### PROBLEM DETAILS
Starting at the line containing "Identify the blue" and ending with the last line of the records below, rewrite each line as one string in a JSON list, leaving out blank lines.
━━━━
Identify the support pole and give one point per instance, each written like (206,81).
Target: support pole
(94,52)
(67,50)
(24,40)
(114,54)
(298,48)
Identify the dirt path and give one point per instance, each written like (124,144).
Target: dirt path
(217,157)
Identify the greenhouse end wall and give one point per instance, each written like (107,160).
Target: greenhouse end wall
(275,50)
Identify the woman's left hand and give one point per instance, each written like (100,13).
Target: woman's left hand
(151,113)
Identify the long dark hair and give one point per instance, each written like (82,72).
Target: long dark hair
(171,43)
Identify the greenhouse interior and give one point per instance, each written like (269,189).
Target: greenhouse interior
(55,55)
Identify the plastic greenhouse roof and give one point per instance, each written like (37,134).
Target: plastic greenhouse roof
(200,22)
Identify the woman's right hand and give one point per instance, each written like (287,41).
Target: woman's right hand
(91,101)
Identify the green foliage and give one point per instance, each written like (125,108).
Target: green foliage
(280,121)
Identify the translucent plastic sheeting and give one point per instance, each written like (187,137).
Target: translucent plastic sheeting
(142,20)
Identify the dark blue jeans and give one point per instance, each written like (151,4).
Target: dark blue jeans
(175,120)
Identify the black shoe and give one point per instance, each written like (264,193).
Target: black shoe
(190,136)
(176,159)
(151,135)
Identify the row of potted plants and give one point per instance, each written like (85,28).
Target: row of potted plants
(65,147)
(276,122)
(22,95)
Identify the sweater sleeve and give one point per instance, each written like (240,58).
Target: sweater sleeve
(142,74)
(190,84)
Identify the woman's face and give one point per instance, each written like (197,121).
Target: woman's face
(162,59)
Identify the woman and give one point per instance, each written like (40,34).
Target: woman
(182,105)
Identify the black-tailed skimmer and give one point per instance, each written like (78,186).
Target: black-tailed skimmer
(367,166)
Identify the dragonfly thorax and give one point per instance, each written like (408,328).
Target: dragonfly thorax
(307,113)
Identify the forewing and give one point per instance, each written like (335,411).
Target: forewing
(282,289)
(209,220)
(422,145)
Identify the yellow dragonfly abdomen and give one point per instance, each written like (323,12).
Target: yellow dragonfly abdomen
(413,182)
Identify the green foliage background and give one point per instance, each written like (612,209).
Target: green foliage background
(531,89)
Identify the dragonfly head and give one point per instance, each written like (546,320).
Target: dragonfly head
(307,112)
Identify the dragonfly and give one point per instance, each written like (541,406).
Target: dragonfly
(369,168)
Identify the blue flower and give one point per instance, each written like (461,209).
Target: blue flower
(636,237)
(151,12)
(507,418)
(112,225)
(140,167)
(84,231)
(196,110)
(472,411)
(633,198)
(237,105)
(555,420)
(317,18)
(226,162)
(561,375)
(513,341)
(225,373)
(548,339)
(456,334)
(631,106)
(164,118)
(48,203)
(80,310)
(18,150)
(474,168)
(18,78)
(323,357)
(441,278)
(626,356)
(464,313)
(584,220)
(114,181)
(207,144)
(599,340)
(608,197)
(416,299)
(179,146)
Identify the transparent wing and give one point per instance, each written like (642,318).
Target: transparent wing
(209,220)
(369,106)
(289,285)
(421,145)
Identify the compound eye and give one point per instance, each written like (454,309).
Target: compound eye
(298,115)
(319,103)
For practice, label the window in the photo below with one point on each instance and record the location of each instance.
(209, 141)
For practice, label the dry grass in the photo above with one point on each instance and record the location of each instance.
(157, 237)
━━━━
### WRITTEN ANSWER
[
  "Identify the blue flower and give one point per instance, each written like (461,209).",
  "Target: blue flower",
  "(636,237)",
  "(151,12)",
  "(507,418)",
  "(112,225)",
  "(140,167)",
  "(84,231)",
  "(196,110)",
  "(472,411)",
  "(633,198)",
  "(237,105)",
  "(555,420)",
  "(317,18)",
  "(226,162)",
  "(561,375)",
  "(513,341)",
  "(225,373)",
  "(548,339)",
  "(456,334)",
  "(631,106)",
  "(164,118)",
  "(48,203)",
  "(80,310)",
  "(18,150)",
  "(474,168)",
  "(18,78)",
  "(323,357)",
  "(441,278)",
  "(626,356)",
  "(464,313)",
  "(584,220)",
  "(114,181)",
  "(207,144)",
  "(599,340)",
  "(608,197)",
  "(416,299)",
  "(179,146)",
  "Identify the transparent wing and give one point per instance, each written like (642,318).",
  "Target: transparent wing",
  "(209,220)",
  "(369,106)",
  "(289,285)",
  "(421,145)",
  "Identify the compound eye and give one point per instance, each written like (454,309).",
  "Target: compound eye",
  "(298,115)",
  "(319,103)",
  "For practice, label the window in the photo below with one point on each instance and record the location of each instance.",
  "(209, 141)",
  "For practice, label the dry grass in the photo above with one point on each instance and record the location of each instance.",
  "(157, 237)"
]